Check each line of the listing for the string "beach". Copy those where it appears.

····················

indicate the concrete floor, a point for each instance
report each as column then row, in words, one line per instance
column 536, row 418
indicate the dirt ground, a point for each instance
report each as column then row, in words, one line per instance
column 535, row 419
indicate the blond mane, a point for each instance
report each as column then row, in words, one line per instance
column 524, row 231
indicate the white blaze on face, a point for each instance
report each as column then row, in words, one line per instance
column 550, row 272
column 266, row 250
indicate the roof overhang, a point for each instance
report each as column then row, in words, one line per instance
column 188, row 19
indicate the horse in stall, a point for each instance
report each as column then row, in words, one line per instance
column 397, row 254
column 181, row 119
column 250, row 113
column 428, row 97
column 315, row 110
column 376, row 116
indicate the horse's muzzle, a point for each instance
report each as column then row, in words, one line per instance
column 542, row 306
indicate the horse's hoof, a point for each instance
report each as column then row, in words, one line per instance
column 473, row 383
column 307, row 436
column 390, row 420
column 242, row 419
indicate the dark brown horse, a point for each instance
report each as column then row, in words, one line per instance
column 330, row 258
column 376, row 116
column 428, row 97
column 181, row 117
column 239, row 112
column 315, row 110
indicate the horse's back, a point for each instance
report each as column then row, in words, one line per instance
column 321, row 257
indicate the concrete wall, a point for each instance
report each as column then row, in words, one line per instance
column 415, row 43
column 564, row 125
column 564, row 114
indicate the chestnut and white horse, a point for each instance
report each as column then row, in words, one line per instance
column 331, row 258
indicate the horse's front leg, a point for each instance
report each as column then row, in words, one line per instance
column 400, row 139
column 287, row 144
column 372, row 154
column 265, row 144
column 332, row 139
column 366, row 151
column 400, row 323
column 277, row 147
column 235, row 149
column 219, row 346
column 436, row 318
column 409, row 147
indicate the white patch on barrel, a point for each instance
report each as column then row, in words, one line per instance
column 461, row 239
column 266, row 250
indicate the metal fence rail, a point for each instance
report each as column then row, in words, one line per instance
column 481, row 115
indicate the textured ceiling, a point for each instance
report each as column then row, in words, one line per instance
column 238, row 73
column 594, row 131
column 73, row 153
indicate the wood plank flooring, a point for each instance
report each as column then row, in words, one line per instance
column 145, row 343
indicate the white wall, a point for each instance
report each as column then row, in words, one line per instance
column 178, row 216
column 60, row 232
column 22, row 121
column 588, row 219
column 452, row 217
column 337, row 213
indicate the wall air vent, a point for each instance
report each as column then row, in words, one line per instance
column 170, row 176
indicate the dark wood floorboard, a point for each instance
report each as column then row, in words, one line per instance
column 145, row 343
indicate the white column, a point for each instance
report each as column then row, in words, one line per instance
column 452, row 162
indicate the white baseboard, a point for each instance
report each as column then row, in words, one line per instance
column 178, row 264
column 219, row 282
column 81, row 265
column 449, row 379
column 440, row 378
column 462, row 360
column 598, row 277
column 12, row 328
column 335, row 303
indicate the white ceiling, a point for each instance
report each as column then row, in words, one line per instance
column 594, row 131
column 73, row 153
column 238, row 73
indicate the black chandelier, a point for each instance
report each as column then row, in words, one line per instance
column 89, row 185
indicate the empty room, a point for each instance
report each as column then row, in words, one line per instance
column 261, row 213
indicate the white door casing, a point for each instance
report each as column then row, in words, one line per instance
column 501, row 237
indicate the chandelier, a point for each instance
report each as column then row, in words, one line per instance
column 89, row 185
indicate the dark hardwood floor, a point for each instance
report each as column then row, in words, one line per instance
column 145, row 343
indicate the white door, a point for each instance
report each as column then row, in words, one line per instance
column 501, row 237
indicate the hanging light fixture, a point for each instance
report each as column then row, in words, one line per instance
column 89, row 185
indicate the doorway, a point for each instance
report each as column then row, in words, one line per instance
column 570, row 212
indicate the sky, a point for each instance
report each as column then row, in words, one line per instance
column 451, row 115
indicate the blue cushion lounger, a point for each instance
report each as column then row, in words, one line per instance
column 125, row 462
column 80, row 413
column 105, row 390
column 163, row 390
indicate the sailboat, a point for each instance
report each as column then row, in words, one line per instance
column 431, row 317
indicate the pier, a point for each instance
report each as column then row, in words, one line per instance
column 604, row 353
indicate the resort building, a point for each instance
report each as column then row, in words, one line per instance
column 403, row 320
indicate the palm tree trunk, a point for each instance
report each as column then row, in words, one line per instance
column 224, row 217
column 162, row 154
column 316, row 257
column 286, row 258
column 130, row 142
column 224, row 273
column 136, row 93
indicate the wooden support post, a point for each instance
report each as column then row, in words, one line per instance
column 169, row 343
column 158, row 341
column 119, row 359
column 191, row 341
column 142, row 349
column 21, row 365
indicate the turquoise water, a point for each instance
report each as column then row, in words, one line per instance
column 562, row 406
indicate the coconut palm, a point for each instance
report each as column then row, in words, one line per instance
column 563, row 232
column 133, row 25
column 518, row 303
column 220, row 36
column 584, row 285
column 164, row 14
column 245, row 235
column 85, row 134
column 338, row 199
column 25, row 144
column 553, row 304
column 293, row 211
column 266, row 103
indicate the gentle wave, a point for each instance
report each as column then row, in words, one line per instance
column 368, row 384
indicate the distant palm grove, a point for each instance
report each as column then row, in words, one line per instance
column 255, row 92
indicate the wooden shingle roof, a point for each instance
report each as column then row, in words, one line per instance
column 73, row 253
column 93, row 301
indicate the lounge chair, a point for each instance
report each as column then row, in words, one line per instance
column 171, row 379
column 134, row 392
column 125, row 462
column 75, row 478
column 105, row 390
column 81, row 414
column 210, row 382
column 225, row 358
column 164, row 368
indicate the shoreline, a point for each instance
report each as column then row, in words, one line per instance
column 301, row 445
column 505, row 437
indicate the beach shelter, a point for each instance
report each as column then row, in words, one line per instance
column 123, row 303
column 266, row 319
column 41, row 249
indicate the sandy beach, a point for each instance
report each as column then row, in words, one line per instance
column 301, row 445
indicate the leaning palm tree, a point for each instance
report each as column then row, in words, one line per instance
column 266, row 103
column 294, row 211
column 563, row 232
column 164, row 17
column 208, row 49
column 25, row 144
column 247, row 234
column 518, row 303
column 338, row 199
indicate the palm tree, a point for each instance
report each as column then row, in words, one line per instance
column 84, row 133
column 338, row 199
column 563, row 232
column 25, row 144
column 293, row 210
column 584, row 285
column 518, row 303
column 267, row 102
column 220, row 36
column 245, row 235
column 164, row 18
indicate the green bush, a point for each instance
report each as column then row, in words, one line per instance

····················

THE ANSWER:
indicate the beach shelter, a point for each instance
indicate the sandy beach, a point for each instance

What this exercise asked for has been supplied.